- [AUFGABENSTELLUNG]
[A] Was könnte die erzählende Person laut dem Textauszug über die Nacht im Spätwinter plötzlich faszinieren? Nenne alle drei Dinge.
[B] Zitiere aus dem Textauszug über die Nacht im Spätwinter alles von „Ich bringe jene“ bis hinunter zu „meiner alternden Denkzentrale?“.
[C] Schreibe den Textauszug über die Nacht im Spätwinter nach seinem letzten Satz weiter.

- [SEITENAUSZUG]
Ich bringe jene Nacht im letzten Spätwinter einfach nicht aus meinen Hirnzellen raus. Oder fasziniert mich plötzlich das Übersinnliche, das Unerklärliche oder gar das Nichtbegreifbare?  War ich in ein Burnout geschlittert oder nur rüber gedöst in einen Stau vor meiner alternden Denkzentrale?
 
Die Ratlosigkeit meiner Hirnzellen macht mir echt zu schaffen. Jetzt noch nach zig Monaten! Und das schon wieder heute Morgen kurz vor dem ersten Glockenschlag der heimischen Kirche. Ich habe immer noch Fragen über Fragen. Und finde seit jener ominösen Nacht einfach keine Antwort. Ich traute bisher nicht, mich zu öffnen. Nicht meiner Frau, nicht meinen Kindern und schon gar nicht Aussenstehenden gegenüber. Und seien es die besten und verschwiegensten Freunde.

- [BEREITGESTELLTE DATEN]
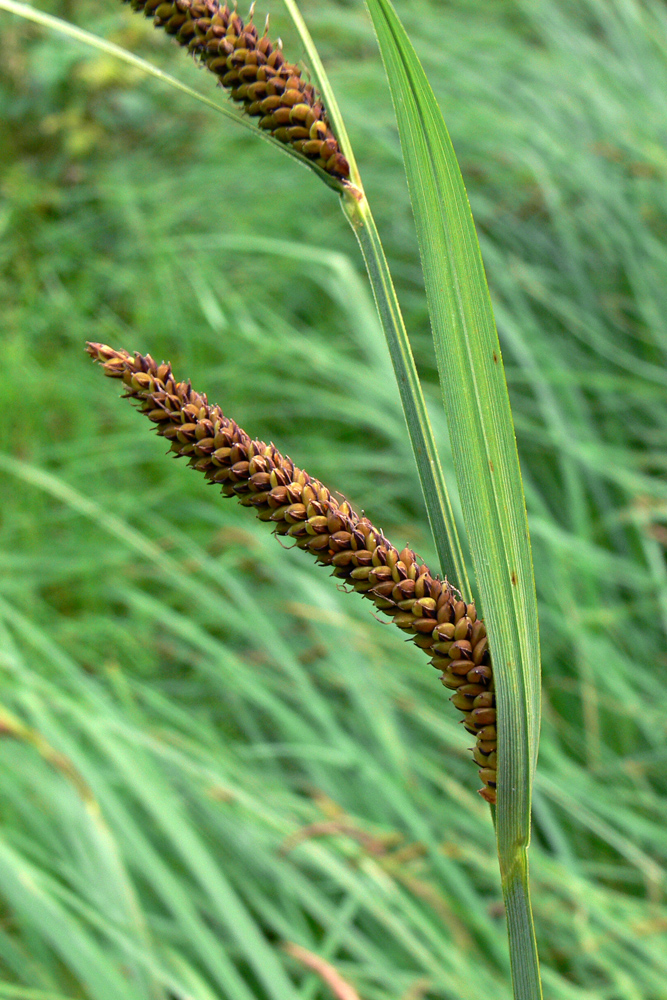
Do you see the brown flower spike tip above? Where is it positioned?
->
[126,0,350,180]
[86,344,497,802]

- [ERGEBNISSE]
[A] das Übersinnliche, das Unerklärliche, das Nichtbegreifbare

[B]
Ich bringe jene Nacht im letzten Spätwinter einfach nicht aus meinen Hirnzellen raus. Oder fasziniert mich plötzlich das Übersinnliche, das Unerklärliche oder gar das Nichtbegreifbare?  War ich in ein Burnout geschlittert oder nur rüber gedöst in einen Stau vor meiner alternden Denkzentrale?

[C]
 
Der einzige Ausweg bleibt das Papier. Papier redet gottlob nicht. Ist etwas verschwiegen, aber auf seine Art eben doch etwas geheimnisvoll. Es offenbart seinen wahren Sinn erst, wenn der Geist des Lesers Buchstaben und Worte verbindet und bereit ist, in die Gedankenwelt des Verfassers einzutauchen. Was jedoch, wenn der Autor unfähig ist, das Erfahrene zu beschreiben? Das Ereignis in Worte zu fassen? Dann wird es heikel; sehr heikel sogar.
 
Beginnen wir ganz vorne, also am Vorvorabend der magischen Nacht!  Eigentlich nahm ich mir vor, für meine nächste Kolumne etwas Schräges, eventuell gar mehrdeutig Lustiges zu schreiben. Aber null Idee! Kein Funke, keine Silbe, überhaupt nichts! Ideenstau, totale Gedankenpleite! Ich lahme wie trunken im Haus herum. Wie befallen von einer akuten Arbeitsallergie. Auch ein Chicco d’oro - extra kräftig gemahlen - versagt mir seine aktivierende Wirkung.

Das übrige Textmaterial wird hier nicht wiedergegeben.